**Directions for this task**
Write out every line of the data below word for word, with nothing changed.

(Saved entries)

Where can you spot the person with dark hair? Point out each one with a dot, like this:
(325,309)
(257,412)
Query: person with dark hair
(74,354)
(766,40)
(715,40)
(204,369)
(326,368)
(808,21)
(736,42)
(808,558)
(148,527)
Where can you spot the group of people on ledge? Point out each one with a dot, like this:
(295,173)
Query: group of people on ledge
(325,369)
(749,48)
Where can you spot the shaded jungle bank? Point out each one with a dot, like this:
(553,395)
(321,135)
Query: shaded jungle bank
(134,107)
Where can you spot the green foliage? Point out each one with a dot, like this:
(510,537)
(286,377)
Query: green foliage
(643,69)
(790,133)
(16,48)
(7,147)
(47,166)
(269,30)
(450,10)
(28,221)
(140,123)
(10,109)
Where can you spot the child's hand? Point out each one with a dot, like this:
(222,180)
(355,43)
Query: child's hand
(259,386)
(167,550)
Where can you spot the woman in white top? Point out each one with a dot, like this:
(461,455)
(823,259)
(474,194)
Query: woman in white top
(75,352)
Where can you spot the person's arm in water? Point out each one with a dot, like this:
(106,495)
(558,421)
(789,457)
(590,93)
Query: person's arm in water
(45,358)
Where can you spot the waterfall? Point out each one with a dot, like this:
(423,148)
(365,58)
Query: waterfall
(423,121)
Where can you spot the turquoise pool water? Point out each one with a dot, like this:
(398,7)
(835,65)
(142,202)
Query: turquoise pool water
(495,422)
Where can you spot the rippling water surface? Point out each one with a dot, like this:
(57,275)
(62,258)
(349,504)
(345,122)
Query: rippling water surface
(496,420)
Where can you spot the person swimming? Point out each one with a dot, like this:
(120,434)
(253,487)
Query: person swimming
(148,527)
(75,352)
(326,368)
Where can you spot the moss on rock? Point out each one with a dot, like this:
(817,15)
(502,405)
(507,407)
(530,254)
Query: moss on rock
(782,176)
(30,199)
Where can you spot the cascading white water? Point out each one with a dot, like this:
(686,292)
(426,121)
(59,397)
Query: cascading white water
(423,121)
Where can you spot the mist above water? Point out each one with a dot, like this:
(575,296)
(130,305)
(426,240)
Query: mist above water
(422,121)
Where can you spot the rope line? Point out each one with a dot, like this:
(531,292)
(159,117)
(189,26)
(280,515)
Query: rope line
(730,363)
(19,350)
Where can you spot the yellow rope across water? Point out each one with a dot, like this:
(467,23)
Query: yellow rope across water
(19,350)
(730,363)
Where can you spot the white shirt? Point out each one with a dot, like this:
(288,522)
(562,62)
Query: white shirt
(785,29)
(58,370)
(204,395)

**Task result**
Where can you spot the person with dark hair? Point out each one with a dot, like this:
(325,309)
(257,412)
Query: person with dark hair
(74,354)
(766,40)
(715,40)
(204,369)
(326,368)
(808,21)
(736,42)
(808,558)
(148,527)
Where can you spot the group of people on ledge? Point out each one with a dot, like this:
(295,173)
Query: group of people on ledge
(325,369)
(749,48)
Where can you spot the shaded jungle bank? Point out each one with a dot, like this:
(553,395)
(321,135)
Query: shaded jungle bank
(134,107)
Where can you spot the green foliage? Point out each one with a dot, like this:
(510,537)
(286,377)
Query: green foliage
(643,69)
(790,133)
(16,48)
(7,147)
(47,166)
(269,30)
(450,10)
(28,221)
(140,123)
(10,109)
Where can you spot the child's hand? Point out each one with a dot, like this:
(222,180)
(355,43)
Query: child's hand
(259,386)
(167,550)
Where can you spot the woman in white top? Point out each one with a dot, like this:
(461,455)
(823,259)
(474,194)
Query: woman in white top
(75,352)
Where can you spot the person's arm in water? Point out each one with a dot, like this:
(106,495)
(558,421)
(789,457)
(590,93)
Query: person's arm in water
(45,358)
Where can you spot the waterfall? Point out each one with a dot, like this:
(423,148)
(365,58)
Query: waterfall
(423,121)
Where can you spot the turquoise pool water? Point out each one with a dot, like this:
(398,7)
(835,65)
(142,202)
Query: turquoise pool water
(495,422)
Where can you spot the rippling water surface? Point out each one with a dot, like this:
(57,275)
(62,258)
(349,504)
(345,122)
Query: rippling water surface
(496,420)
Where can you spot the person swimming? Point out each one with a dot, like this:
(120,434)
(253,487)
Query: person swimming
(148,527)
(75,352)
(326,368)
Where can you spot the moss on rock? Point out each one with a dot, like this:
(817,15)
(502,405)
(507,407)
(530,254)
Query: moss on rock
(782,176)
(30,199)
Where can you spot the cascading white water? Point out each one with a dot, like this:
(686,292)
(426,121)
(59,397)
Query: cascading white water
(423,121)
Where can you spot the mist above water? Point out each one with a dot, like this:
(575,296)
(130,305)
(426,240)
Query: mist above water
(422,121)
Where can you spot the rope line? Point out each one with a dot, like this:
(531,292)
(159,117)
(189,26)
(280,515)
Query: rope line
(730,363)
(19,350)
Where can you spot the yellow rope across water? Point out each one with a dot, like this:
(467,23)
Query: yellow rope across water
(19,350)
(730,363)
Where can you spot the white shirt? Point out each one with a dot, like this:
(288,522)
(562,62)
Query: white shirt
(785,29)
(58,370)
(204,395)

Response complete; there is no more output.